• _Assignment_:
Look below for the line that contains "hmm let me think… yeah I need to find the hole", then copy it and each following line exactly, through and including the line that contains "hmm let me think… yeah I need to find the pink".

• _Records for processing_:
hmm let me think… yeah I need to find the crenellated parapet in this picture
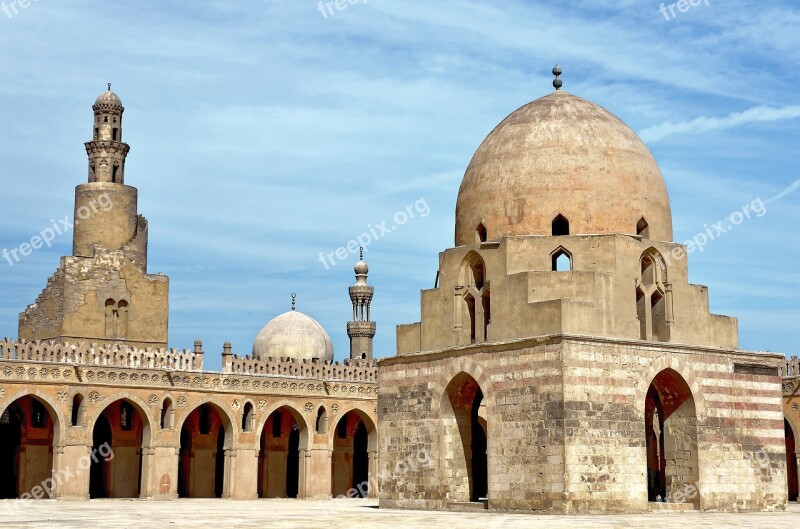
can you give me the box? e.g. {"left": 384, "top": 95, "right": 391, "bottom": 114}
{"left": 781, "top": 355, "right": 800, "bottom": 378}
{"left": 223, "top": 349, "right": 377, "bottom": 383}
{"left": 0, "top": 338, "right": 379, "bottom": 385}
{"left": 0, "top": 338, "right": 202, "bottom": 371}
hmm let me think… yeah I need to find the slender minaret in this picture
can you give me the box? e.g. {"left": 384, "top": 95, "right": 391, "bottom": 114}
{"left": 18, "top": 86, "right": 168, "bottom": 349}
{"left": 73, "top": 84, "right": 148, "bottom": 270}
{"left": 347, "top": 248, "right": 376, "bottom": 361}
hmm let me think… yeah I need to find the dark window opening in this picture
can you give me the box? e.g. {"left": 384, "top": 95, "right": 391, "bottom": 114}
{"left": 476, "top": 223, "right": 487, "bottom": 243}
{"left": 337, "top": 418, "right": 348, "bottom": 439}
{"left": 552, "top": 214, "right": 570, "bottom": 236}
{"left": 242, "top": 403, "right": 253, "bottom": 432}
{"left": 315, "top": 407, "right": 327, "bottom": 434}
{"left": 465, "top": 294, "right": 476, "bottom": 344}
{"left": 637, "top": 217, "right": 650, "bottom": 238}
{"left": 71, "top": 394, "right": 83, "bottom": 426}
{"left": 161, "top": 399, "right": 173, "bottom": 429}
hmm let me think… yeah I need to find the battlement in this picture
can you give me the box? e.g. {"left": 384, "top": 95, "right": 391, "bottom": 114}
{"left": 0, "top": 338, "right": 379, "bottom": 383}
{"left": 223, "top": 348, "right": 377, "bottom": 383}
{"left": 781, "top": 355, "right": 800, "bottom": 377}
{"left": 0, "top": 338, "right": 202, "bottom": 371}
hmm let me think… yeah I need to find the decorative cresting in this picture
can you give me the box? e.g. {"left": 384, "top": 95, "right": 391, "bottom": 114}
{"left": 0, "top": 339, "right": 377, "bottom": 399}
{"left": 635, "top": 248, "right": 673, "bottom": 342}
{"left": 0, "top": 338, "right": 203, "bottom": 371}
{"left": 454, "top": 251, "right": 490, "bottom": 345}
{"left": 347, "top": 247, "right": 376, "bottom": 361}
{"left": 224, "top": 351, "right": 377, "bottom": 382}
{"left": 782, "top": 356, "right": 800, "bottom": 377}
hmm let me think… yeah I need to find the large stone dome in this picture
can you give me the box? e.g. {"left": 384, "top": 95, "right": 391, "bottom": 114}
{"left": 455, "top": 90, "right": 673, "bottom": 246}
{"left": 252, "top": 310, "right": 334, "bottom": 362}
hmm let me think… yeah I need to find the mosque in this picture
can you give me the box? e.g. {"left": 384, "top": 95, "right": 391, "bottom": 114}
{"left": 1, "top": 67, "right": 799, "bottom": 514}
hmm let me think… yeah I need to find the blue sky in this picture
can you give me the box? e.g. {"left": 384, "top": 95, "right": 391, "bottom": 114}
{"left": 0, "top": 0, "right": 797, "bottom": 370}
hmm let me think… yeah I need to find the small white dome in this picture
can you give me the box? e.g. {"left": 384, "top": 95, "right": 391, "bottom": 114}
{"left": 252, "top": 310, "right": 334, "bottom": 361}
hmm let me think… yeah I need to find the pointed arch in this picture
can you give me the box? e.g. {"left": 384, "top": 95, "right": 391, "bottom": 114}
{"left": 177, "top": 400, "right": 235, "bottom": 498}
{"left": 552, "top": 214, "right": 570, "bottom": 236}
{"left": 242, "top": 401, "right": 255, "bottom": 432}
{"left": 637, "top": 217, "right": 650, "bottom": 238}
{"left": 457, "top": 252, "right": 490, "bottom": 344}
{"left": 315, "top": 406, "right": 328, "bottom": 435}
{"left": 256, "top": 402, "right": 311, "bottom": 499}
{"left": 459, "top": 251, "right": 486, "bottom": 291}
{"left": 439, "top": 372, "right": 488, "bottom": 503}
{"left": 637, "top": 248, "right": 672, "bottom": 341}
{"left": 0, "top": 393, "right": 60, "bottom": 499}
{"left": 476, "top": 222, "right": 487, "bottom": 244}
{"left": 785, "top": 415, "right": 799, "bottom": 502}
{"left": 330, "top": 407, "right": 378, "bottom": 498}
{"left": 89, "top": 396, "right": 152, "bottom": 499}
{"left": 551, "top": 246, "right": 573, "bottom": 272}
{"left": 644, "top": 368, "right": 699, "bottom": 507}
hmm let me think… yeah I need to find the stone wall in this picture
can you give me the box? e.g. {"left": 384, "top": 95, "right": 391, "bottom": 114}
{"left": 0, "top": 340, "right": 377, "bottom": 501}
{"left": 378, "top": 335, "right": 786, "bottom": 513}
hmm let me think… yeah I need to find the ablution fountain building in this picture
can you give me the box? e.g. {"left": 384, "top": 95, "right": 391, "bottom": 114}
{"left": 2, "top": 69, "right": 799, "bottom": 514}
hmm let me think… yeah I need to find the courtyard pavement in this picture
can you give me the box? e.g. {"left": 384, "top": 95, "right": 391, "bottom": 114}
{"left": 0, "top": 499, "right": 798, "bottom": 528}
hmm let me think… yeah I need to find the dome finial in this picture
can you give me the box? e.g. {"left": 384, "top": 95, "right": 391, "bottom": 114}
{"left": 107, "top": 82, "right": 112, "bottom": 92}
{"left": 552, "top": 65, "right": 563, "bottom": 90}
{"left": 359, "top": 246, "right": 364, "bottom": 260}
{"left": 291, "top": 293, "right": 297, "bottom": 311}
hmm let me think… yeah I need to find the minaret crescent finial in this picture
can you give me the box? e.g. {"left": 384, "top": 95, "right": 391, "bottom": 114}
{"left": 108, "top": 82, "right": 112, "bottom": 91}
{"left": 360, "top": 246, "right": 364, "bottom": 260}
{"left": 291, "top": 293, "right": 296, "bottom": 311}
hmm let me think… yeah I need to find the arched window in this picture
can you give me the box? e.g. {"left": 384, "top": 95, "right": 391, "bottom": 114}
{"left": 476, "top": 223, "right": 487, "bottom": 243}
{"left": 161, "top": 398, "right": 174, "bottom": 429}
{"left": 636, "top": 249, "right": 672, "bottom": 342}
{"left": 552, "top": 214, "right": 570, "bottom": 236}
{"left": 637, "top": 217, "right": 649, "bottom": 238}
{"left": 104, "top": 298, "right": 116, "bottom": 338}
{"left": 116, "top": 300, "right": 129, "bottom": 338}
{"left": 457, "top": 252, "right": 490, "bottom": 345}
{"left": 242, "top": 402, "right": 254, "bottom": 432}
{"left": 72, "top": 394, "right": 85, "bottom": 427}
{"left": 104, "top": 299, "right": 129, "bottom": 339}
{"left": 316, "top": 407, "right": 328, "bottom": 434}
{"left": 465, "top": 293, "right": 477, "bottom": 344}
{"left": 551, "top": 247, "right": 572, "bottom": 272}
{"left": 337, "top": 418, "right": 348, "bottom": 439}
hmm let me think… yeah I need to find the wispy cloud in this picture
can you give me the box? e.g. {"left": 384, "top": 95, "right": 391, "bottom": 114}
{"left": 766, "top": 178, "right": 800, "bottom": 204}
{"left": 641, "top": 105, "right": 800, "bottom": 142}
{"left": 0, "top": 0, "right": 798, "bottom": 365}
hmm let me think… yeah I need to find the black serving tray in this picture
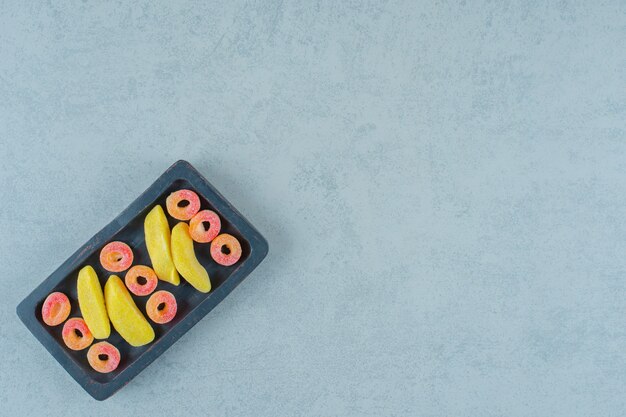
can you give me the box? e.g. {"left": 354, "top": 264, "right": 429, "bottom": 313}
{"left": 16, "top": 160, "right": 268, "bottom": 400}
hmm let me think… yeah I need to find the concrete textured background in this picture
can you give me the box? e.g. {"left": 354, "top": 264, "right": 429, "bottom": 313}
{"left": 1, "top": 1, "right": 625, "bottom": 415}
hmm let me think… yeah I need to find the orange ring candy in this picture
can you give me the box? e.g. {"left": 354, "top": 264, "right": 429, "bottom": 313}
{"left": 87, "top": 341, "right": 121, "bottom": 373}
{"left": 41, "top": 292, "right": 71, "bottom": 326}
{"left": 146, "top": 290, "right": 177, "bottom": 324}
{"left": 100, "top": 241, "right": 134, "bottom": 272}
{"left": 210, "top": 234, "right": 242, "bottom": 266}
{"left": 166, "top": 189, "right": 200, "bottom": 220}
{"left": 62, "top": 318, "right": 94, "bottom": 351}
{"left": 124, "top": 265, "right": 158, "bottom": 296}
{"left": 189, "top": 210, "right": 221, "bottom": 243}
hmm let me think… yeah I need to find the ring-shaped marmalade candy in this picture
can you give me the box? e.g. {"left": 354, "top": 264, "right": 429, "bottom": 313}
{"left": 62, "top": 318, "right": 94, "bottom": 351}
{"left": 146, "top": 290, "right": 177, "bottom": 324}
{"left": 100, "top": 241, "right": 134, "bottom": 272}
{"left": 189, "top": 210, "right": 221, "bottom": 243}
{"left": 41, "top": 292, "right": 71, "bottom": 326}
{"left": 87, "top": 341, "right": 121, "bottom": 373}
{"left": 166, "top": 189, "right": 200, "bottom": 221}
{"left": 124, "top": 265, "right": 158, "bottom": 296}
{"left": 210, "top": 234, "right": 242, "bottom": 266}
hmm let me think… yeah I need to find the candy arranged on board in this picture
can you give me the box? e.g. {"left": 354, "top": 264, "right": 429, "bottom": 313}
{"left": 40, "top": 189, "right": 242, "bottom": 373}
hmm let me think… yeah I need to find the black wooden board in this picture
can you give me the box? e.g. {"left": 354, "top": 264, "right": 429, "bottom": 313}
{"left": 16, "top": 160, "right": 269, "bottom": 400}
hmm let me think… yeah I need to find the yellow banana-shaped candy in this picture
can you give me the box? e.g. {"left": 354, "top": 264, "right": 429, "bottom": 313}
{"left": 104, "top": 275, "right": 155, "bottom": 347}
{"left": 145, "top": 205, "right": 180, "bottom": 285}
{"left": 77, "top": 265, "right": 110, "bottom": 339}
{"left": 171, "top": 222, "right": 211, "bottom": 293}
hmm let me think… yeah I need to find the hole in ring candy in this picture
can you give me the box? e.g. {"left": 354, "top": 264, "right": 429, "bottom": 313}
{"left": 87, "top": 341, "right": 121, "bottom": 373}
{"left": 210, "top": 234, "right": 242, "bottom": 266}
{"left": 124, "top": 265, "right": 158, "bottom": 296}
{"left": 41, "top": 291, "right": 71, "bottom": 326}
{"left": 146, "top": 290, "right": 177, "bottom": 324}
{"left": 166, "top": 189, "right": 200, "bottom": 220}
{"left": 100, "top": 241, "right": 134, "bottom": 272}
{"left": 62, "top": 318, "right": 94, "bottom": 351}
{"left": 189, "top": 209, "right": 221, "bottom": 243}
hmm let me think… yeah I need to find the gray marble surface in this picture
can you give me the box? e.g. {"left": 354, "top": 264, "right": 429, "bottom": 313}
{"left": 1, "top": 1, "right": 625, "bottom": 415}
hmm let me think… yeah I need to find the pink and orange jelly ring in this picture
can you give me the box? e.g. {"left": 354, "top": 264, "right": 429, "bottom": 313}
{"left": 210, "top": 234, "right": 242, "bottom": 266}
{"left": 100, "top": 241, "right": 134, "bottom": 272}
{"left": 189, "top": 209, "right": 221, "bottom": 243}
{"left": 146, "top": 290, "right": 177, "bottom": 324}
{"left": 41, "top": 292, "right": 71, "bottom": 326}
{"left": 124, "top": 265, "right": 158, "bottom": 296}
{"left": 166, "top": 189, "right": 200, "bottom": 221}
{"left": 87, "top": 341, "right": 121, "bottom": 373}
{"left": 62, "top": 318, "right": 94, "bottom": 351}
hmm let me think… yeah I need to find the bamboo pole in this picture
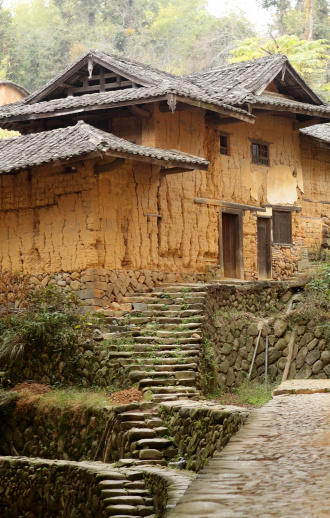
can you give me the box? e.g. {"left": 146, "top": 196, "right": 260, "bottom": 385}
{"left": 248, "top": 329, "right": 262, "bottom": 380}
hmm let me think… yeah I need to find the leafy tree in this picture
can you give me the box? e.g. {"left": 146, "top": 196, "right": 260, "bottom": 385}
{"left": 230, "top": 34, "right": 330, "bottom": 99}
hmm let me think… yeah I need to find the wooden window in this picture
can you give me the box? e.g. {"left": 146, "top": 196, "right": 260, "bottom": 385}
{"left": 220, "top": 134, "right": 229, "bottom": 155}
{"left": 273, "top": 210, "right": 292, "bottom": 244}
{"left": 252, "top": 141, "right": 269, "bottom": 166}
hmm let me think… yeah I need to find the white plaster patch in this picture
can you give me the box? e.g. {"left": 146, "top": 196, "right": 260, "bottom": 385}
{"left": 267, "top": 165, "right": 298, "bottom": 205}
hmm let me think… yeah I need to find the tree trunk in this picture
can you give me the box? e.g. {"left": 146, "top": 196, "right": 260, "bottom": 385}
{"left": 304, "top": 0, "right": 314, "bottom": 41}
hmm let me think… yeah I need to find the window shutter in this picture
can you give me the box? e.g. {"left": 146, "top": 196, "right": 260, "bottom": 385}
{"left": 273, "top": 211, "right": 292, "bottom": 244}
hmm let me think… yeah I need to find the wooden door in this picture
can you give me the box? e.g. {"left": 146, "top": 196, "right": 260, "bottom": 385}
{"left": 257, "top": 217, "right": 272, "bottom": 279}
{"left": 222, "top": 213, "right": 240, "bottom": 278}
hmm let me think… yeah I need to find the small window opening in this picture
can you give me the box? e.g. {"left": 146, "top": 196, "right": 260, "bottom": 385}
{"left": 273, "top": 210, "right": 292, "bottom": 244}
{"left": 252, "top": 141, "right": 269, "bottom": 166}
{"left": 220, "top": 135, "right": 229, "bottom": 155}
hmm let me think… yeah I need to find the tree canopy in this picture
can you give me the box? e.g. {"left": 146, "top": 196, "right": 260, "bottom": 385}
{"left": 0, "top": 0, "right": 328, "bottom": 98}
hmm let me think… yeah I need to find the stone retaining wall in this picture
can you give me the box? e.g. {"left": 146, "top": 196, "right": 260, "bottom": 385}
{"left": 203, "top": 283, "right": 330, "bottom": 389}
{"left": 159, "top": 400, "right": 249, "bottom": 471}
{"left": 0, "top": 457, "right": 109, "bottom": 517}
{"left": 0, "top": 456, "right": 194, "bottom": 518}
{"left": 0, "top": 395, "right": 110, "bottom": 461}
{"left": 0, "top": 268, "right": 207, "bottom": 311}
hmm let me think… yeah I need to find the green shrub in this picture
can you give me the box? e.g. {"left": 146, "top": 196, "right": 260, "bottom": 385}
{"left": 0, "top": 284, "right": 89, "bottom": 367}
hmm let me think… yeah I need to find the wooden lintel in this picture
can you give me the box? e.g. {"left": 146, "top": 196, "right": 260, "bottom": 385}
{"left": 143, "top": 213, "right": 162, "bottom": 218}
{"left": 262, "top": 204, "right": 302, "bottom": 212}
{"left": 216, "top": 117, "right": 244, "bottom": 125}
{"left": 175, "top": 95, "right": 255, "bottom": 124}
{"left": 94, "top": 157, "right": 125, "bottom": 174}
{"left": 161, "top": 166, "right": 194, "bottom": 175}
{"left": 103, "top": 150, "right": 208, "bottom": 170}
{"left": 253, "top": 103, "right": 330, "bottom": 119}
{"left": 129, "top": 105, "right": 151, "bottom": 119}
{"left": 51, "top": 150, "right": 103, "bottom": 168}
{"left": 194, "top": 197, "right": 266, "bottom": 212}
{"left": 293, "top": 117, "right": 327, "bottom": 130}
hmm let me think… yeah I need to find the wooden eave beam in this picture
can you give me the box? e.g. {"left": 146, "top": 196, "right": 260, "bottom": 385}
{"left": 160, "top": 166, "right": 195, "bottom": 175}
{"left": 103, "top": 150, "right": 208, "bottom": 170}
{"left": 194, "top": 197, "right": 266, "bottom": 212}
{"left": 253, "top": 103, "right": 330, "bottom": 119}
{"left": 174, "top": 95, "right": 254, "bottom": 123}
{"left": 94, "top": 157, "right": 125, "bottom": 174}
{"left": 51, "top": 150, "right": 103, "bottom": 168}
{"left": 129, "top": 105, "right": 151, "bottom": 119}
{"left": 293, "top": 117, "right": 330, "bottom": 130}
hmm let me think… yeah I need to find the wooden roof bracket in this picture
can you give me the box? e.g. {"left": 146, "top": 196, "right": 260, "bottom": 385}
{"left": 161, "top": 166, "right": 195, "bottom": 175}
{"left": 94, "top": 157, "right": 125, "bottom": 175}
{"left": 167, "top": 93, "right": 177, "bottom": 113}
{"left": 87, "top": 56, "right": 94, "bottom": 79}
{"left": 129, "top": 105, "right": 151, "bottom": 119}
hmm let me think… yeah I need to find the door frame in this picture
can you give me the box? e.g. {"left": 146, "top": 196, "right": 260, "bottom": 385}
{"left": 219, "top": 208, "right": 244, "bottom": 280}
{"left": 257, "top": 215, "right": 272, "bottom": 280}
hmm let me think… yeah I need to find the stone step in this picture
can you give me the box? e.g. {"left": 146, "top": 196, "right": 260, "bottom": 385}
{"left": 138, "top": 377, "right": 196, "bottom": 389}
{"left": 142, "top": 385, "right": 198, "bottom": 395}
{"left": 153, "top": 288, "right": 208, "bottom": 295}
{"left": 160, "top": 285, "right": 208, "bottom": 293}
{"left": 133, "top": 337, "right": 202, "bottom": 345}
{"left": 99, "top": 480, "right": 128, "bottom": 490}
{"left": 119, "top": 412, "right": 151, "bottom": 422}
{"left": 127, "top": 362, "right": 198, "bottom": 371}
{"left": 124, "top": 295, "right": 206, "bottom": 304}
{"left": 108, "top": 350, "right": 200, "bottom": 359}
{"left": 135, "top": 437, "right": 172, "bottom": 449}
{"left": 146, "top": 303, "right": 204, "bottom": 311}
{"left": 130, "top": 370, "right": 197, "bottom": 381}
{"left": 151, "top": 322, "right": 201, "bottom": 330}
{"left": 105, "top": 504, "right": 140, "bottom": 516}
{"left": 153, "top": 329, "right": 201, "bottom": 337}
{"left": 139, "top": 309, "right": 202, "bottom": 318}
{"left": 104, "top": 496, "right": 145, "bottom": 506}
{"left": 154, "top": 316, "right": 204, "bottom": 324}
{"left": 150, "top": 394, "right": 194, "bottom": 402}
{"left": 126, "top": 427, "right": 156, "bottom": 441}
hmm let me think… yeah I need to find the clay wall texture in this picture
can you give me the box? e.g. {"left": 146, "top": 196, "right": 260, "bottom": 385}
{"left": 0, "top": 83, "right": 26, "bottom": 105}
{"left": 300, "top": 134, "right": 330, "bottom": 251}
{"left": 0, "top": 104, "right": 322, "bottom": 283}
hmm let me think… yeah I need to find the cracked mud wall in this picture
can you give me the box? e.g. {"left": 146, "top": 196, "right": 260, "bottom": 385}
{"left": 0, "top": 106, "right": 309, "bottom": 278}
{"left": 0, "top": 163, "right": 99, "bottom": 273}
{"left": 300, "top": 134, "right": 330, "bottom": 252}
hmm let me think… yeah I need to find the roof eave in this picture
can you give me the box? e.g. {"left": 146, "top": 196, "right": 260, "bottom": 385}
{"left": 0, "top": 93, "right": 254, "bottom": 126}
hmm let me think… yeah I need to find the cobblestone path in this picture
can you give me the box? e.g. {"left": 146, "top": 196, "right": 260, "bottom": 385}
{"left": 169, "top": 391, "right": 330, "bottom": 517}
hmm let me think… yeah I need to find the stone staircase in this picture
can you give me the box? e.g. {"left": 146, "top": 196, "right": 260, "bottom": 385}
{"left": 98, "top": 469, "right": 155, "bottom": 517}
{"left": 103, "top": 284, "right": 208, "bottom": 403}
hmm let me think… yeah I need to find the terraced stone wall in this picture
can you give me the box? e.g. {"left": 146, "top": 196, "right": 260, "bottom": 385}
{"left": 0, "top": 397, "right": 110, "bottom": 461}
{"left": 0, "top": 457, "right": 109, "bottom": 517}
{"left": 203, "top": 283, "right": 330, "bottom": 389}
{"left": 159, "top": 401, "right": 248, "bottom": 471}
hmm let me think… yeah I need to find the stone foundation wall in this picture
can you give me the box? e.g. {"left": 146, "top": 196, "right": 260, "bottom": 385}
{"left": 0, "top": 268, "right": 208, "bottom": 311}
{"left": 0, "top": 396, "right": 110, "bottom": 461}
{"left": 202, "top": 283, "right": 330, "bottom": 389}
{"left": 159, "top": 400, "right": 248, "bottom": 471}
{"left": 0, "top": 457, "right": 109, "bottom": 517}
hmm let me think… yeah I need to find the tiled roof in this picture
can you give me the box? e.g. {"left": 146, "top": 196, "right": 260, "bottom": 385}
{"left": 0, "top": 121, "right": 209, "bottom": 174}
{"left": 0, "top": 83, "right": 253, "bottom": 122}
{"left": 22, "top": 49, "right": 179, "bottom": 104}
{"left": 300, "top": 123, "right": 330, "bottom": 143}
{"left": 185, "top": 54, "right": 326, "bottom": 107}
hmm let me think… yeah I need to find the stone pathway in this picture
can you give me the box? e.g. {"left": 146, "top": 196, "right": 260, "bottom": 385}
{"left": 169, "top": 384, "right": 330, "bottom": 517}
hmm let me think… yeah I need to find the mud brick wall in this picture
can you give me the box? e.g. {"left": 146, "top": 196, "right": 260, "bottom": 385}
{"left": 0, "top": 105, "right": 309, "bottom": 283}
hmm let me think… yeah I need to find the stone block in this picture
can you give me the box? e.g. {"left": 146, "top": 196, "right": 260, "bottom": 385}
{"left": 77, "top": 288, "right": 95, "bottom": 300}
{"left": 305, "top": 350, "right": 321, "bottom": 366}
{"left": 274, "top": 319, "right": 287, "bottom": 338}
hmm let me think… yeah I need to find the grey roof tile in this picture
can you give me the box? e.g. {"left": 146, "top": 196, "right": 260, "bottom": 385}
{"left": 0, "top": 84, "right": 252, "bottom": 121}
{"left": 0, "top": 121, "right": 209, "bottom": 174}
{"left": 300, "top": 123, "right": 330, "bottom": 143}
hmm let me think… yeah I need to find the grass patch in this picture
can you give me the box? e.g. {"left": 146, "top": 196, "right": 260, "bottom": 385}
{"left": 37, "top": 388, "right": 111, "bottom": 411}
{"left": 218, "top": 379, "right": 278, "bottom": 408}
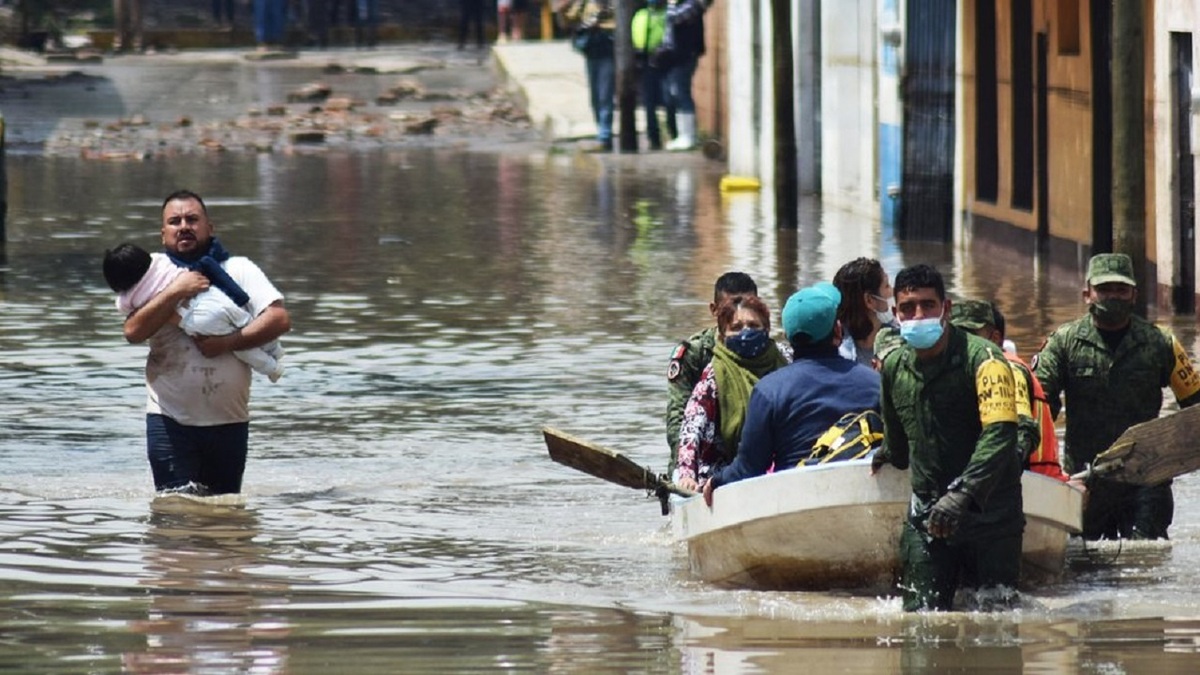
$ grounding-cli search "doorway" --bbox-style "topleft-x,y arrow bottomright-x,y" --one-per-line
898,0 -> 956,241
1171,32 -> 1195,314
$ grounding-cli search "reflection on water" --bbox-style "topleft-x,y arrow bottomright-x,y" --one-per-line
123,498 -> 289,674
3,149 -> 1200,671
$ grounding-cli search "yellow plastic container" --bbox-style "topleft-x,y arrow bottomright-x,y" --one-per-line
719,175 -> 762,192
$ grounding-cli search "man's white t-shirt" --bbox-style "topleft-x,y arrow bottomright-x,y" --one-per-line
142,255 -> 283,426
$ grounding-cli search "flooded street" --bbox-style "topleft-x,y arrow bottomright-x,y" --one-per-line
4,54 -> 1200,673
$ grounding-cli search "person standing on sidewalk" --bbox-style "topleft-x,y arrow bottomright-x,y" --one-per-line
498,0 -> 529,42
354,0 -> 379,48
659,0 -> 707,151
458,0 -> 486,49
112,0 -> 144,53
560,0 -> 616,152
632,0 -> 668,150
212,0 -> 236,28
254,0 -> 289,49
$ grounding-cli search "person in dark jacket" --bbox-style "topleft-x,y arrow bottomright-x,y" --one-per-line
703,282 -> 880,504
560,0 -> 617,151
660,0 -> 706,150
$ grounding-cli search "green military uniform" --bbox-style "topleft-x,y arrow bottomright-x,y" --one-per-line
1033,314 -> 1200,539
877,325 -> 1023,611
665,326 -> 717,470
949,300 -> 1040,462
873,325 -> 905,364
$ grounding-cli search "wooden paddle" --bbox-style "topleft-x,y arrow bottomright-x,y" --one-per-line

• _Written solution_:
hmm let me think… yeah I need to find the hole in ring candy in this picture
can you give me the box? e.g. {"left": 354, "top": 264, "right": 429, "bottom": 313}
{"left": 87, "top": 341, "right": 121, "bottom": 373}
{"left": 210, "top": 234, "right": 242, "bottom": 266}
{"left": 124, "top": 265, "right": 158, "bottom": 296}
{"left": 41, "top": 291, "right": 71, "bottom": 326}
{"left": 146, "top": 290, "right": 177, "bottom": 324}
{"left": 166, "top": 189, "right": 200, "bottom": 220}
{"left": 100, "top": 241, "right": 134, "bottom": 272}
{"left": 62, "top": 318, "right": 94, "bottom": 351}
{"left": 189, "top": 209, "right": 221, "bottom": 243}
hmm let me think… yeah I need to find the gray marble surface in this picture
can you give me the box? e.g. {"left": 354, "top": 264, "right": 429, "bottom": 313}
{"left": 1, "top": 1, "right": 625, "bottom": 415}
hmm let me think… yeah I need to find the pink and orange jelly ring in this picture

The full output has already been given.